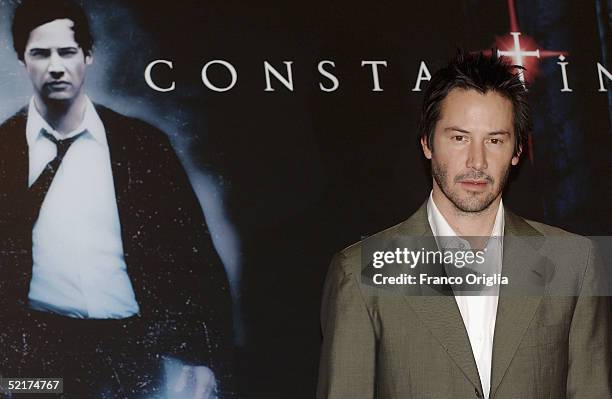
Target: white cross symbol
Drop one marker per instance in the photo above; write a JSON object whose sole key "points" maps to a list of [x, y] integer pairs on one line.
{"points": [[517, 54]]}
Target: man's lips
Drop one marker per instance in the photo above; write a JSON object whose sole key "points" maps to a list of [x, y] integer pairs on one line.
{"points": [[474, 184], [57, 84]]}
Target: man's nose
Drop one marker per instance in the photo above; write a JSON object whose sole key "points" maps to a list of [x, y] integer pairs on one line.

-=-=-

Lay out all of the material above as a JSON list of strings, with one string per line and no blank lines. Leave the pictures out.

◆ Result of this task
[
  "Target: white cross symbol",
  "Drop one marker per instance in the photo above; write a JSON object whose sole key \"points\" maps to a list of [x, y] integer pairs on one line.",
  "{\"points\": [[517, 54]]}",
  "Target: man's lips",
  "Drop one marker per instance in the photo above; write a JSON object whose sole key \"points\" maps to a list of [x, y] integer pairs on one line.",
  "{\"points\": [[474, 184], [57, 84]]}",
  "Target: man's nose",
  "Drop one marker per instance in the photo above; write a JSON object whose sole key \"points\" maps to a list of [x, y] integer pairs on one line."
]